Text provided —
________

Town of Weare, et al.


Petitioner Carla Gericke requests certain court orders in response to the representation of the Town of Weare that it does not possess documents and other items sought by her under the Right to Know Law (RSA 91-A). The court determines that further information is required from the Town, and rules as follows.


In an order released on July 26, 2010, the court dismissed Carla Gericke's petition for injunctive relief under the Right to Know Law (RSA 91-A) based on the representation of the Town's counsel at the hearing that what Ms. Gericke sought -- audio and video recordings made on its police vehicles' recording devices and maintenance and usage records relating to such devices -- did not exist. The Town gave Ms. Gericke a different explanation when it declined [2] initially to produce the materials. It claimed then that the items were exempt from disclosure.

Gericke did not learn of the Town's new explanation until shortly before the hearing, so at the hearing she filed an Addendum to her petition. See document no. 5. Doubting the Town's assertion that it had no such materials, Gericke's Addendum called for (1) an in camera review of the Town's servers to determine their content; (2) disclosure of the Town's policies on maintaining dashboard video recording devices; (3) records on the use and maintenance of such equipment; (4) an explanation by the Town as to why the videos and records sought had "disappeared;" and (5) a court order prohibiting the Town from tampering with its servers and records until the court reviewed them. The court gave the Town twenty (20) days to respond, and the Town did so on August 16, 2010. See document no. 12. The Town's answer reiterates its counsel's earlier statements that the information sought was never in existence, and that there is nothing for the Town to disclose or explain, or for the court to review.1


The Addendum raises the question of whether a court may deny a request for an injunction under RSA 91-A based on the representation of counsel for the [3] governmental body that the records sought have never existed. The court has not found a State Supreme Court decision that discusses the procedure to be used when an agency says it is unable to produce records requested under RSA 91-A because there are no such records. However, the Supreme Court has held in other contexts that the similarity in purpose and content of the Right to Know Law to the federal Freedom of Information Act (FOIA) makes it appropriate to consider federal court decisions under FOIA when interpreting the state law. See Lamy v. N.H. Public Utilities Commission, 152 N.H. 106, 108 (2005); Lodge v. Knowlton, 118 N.H. 574, 577 (1978). Accordingly, the court has looked to federal cases discussing their approach under FOIA in these circumstances.

Where an agency determines that it does not have records requested under the Freedom of Information Act, the procedure under the federal statute has been described as follows:

The FOIA mandates full public disclosure of agency records unless the requested records "fall squarely" within one or more of the nine statutory exemptions. The court may award summary judgment solely on the information provided in affidavits or declarations that describe "the justifications for nondisclosure with reasonably specific detail . . . and are not controverted by either contrary evidence in the record nor by evidence of agency bad faith." When, as here, responsive records are not located, an agency is entitled to summary judgment if it establishes "beyond material doubt [] that it conducted a search reasonably calculated to uncover all relevant documents." For purposes of this showing, the agency "may rely upon affidavits . . . as long as they are relatively detailed and nonconclusory and . . . submitted in good faith." The required level of detail "set[s] forth the search terms and the type of search performed, and aver[s] that all files likely to contain responsive materials (if such records exist) were searched. . . ." "If the requester produces countervailing evidence placing the sufficiency [4] of the identification or retrieval procedures genuinely in issue, summary judgment is inappropriate." In determining the adequacy of a FOIA search, the court is guided by principles of reasonableness. An agency is required to produce only those records in its custody and control at the time of the FOIA request.

________

Exercise tasks —
- A) According to the court order, on what date did the Town respond to the Addendum?
- B) Pull out every line of the entries that contains the string "cloud". Matching is case-sensitive.
The court order and the entries below it come from unrelated sources.

________

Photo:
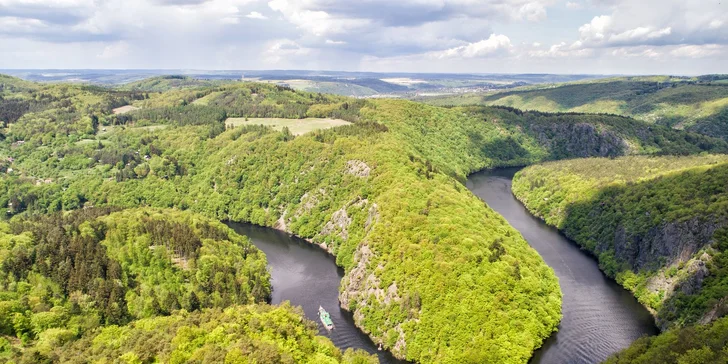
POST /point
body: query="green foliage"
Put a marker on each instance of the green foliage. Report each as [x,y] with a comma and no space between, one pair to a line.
[692,345]
[453,281]
[694,104]
[62,275]
[656,224]
[238,334]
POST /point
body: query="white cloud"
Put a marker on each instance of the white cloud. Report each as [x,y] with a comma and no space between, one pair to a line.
[562,50]
[698,51]
[573,5]
[115,50]
[635,52]
[495,44]
[283,50]
[15,24]
[256,15]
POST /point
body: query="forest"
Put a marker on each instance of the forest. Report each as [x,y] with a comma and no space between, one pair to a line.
[696,104]
[384,195]
[658,225]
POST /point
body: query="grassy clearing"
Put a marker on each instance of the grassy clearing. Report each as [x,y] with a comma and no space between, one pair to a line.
[125,109]
[296,126]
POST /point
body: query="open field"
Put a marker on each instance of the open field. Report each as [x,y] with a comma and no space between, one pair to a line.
[296,126]
[125,109]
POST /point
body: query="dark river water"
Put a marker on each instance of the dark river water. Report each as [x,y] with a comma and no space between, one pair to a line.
[308,276]
[599,316]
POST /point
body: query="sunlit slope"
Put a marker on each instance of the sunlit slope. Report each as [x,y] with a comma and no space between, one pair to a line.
[699,104]
[658,225]
[431,272]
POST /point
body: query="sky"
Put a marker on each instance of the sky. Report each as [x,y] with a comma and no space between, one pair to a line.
[679,37]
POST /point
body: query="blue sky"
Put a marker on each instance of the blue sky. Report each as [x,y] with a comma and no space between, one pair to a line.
[513,36]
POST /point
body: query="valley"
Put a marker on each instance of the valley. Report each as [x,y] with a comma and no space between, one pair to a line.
[428,271]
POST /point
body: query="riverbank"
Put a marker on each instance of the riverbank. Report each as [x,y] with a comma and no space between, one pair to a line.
[599,317]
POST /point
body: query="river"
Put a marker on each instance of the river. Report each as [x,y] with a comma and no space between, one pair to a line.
[307,276]
[599,316]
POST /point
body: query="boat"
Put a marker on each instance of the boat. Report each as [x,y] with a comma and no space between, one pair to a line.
[325,319]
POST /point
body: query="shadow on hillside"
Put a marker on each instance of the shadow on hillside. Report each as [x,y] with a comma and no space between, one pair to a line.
[662,223]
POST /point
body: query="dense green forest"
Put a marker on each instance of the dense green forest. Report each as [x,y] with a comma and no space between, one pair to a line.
[384,195]
[690,345]
[697,104]
[658,225]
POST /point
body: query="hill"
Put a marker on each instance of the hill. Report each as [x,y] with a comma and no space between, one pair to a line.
[170,82]
[658,225]
[383,195]
[697,104]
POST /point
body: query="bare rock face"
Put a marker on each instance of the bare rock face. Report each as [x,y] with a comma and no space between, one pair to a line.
[358,168]
[667,244]
[340,222]
[697,271]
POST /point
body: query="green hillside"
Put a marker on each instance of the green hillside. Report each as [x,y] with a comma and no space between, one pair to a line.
[695,344]
[658,225]
[167,83]
[384,195]
[697,104]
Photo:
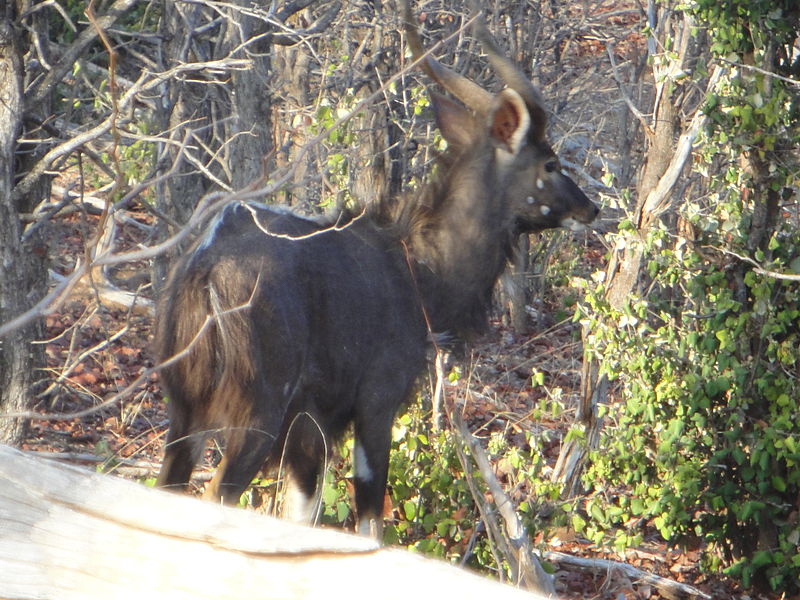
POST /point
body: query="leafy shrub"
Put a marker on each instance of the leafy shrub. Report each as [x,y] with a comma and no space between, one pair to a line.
[706,438]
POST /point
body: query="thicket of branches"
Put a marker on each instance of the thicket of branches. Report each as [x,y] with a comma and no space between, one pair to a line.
[684,119]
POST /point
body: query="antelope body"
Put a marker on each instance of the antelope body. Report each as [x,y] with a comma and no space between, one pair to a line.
[287,330]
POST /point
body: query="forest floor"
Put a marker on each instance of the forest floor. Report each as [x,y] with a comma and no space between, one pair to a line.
[95,351]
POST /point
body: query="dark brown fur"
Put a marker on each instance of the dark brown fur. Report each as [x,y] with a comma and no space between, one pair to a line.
[279,331]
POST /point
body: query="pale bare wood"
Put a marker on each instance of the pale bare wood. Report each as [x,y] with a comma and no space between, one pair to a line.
[68,533]
[669,587]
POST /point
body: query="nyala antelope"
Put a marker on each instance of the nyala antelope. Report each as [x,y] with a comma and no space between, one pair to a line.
[288,329]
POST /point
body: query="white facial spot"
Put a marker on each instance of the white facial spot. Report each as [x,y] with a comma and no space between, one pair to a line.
[360,463]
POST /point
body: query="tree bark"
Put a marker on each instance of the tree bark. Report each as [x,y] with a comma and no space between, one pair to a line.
[664,161]
[70,533]
[23,273]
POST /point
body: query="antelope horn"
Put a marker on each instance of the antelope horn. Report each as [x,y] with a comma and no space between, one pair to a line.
[510,73]
[462,88]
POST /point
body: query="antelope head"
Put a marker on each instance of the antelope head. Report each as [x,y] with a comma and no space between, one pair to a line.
[540,194]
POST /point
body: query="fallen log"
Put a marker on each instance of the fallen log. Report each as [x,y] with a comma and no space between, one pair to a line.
[69,533]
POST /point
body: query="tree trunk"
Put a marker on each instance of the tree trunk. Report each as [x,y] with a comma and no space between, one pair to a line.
[663,162]
[23,273]
[228,127]
[70,533]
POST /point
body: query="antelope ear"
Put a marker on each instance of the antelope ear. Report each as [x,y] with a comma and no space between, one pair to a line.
[509,121]
[453,120]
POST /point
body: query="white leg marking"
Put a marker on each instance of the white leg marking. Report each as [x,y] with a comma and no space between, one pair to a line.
[296,506]
[360,464]
[371,528]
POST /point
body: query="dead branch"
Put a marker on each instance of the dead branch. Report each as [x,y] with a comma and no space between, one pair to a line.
[668,586]
[531,574]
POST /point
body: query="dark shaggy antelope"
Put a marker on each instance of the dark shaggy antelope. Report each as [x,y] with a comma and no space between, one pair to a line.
[289,329]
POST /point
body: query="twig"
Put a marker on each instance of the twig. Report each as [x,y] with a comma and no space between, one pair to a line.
[673,588]
[531,574]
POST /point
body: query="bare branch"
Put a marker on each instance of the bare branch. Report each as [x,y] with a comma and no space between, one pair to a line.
[76,49]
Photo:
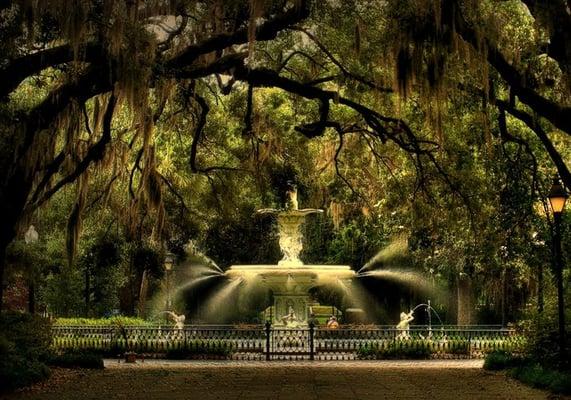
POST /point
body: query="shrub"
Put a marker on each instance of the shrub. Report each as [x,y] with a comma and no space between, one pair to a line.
[77,359]
[17,371]
[30,334]
[24,343]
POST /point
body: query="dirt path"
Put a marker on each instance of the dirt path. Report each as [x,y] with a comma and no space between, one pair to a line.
[283,380]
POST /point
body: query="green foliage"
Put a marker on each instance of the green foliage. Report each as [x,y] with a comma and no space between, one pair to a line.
[101,264]
[30,334]
[17,371]
[24,344]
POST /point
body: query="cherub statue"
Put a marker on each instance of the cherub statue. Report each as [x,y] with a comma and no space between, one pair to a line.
[290,319]
[332,322]
[177,319]
[404,325]
[291,197]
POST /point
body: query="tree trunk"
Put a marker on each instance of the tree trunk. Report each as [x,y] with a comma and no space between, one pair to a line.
[464,292]
[31,298]
[142,295]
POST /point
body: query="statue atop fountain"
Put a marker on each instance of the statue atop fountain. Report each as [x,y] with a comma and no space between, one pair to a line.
[177,319]
[290,220]
[404,325]
[290,280]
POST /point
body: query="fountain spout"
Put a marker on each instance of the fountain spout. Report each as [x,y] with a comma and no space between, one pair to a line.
[290,220]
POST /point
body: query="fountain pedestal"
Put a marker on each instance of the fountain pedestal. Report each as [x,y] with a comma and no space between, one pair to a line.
[291,279]
[290,286]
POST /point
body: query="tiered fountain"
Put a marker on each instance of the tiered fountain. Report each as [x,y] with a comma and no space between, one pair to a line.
[290,280]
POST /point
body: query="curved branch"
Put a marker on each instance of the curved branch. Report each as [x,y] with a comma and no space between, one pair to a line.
[532,124]
[558,115]
[21,68]
[345,71]
[266,31]
[94,154]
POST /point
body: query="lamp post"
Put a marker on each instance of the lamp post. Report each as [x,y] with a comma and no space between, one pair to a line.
[169,263]
[557,197]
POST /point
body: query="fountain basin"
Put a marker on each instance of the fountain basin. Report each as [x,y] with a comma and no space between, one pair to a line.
[290,286]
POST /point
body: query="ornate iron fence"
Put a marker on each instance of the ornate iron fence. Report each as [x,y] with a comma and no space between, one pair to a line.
[279,343]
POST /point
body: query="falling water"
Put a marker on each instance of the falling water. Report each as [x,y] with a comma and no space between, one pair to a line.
[397,248]
[218,304]
[410,278]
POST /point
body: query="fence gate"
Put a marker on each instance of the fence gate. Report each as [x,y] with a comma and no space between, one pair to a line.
[289,344]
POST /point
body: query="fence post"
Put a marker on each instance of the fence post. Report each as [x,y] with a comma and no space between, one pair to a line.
[268,332]
[311,347]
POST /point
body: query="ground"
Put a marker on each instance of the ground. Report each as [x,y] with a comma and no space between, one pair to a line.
[204,380]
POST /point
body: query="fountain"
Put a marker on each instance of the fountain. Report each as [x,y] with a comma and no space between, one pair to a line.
[290,280]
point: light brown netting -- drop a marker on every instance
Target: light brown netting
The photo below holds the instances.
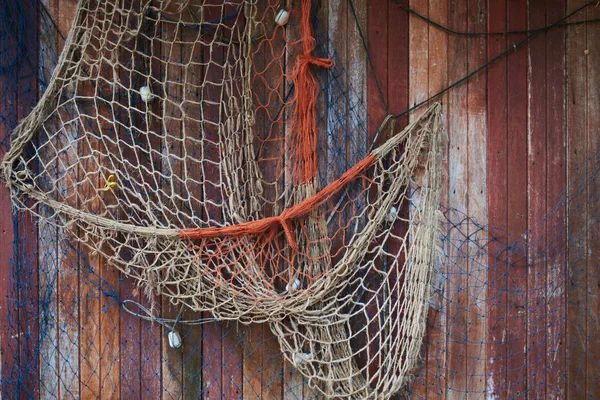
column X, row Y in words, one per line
column 168, row 142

________

Task answers —
- A) August 16, 2010

- B)
body: query="white cloud"
Put a marker on each instance of the white cloud. Report each as [x,y] with a comma and no space between, one pair to a line.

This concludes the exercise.